Text section -
Info Wars

by lizard

I read a really fascinating article today, first published 15 years ago in the US Army War College Quarterly (their online archive can be searched here).

The title of the piece is “Constant Conflict” written by Ralph Peters. Here is how Peters sets the tone:

We have entered an age of constant conflict. Information is at once our core commodity and the most destabilizing factor of our time. Until now, history has been a quest to acquire information; today, the challenge lies in managing information. Those of us who can sort, digest, synthesize, and apply relevant knowledge soar–professionally, financially, politically, militarily, and socially. We, the winners, are a minority.

For the world masses, devastated by information they cannot manage or effectively interpret, life is “nasty, brutish . . . and short-circuited.” The general pace of change is overwhelming, and information is both the motor and signifier of change. Those humans, in every country and region, who cannot understand the new world, or who cannot profit from its uncertainties, or who cannot reconcile themselves to its dynamics, will become the violent enemies of their inadequate governments, of their more fortunate neighbors, and ultimately of the United States. We are entering a new American century, in which we will become still wealthier, culturally more lethal, and increasingly powerful. We will excite hatreds without precedent.

Task material -
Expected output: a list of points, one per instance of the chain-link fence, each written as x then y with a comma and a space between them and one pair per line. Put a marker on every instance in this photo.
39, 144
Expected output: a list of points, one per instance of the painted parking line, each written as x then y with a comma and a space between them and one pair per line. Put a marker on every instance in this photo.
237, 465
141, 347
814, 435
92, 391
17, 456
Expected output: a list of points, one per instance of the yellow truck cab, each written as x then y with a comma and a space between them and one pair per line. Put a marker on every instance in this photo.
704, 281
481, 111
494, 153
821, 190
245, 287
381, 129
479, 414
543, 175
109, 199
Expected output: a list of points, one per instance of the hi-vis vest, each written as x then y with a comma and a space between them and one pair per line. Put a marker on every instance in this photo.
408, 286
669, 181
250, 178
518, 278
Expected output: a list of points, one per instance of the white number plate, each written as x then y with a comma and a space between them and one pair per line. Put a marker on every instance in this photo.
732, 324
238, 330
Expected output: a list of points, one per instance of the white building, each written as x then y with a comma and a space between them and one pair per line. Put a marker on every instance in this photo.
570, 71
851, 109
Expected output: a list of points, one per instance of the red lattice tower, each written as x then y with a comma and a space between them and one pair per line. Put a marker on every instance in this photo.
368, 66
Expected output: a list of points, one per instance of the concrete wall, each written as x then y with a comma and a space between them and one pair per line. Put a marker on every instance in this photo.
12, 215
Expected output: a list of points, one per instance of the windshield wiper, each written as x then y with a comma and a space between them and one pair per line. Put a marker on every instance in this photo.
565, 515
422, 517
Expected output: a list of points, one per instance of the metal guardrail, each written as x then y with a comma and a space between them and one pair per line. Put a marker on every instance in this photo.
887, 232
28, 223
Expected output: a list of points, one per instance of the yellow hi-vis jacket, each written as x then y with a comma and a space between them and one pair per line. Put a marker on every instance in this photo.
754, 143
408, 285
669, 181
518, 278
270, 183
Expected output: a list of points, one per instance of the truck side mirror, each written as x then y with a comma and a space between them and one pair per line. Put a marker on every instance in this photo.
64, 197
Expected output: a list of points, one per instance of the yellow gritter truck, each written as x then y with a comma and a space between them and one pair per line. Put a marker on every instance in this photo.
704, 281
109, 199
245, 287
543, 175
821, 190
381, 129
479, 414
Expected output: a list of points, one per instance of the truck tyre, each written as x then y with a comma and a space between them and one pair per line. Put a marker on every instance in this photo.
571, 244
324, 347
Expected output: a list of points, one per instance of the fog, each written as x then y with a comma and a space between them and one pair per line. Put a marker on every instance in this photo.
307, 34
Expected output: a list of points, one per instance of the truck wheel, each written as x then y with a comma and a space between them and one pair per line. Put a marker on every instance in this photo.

Set problem 1 -
Answer these questions from the Info Wars post.
(a) In what publication did the article first appear?
(b) Who wrote "Constant Conflict"?
(c) In the quoted passage, what is both the motor and signifier of change?
Set problem 2 - Scale the rows from the line containing "the yellow gritter" down to the end of the rows. Repeat every line, requests included, with each point coordinate multiplied by 1.9 and rounded to a whole number, halves rounded up, and give only those lines.

Exercise solution 1 -
(a) The US Army War College Quarterly.
(b) Ralph Peters.
(c) Information.

Exercise solution 2 -
Expected output: a list of points, one per instance of the yellow gritter truck, each written as x then y with a comma and a space between them and one pair per line. Put a marker on every instance in this photo.
1338, 534
207, 378
466, 545
1032, 333
1560, 361
724, 245
910, 787
Expected output: a list of points, one per instance of the truck tyre, each written as x then y with a comma and a space between them and one pair per line. Put a marker on every instance in this photo.
1085, 464
616, 659
Expected output: a list of points, one per instance of the fog, each written as x then y with a comma and a space between them and one pair per line. Put a marker on every instance in this photo.
583, 65
Expected output: a list of points, one per instance of the truck wheel, each written as x then y with a comma and a space between them and one pair per line. Put a marker on every instance in this photo.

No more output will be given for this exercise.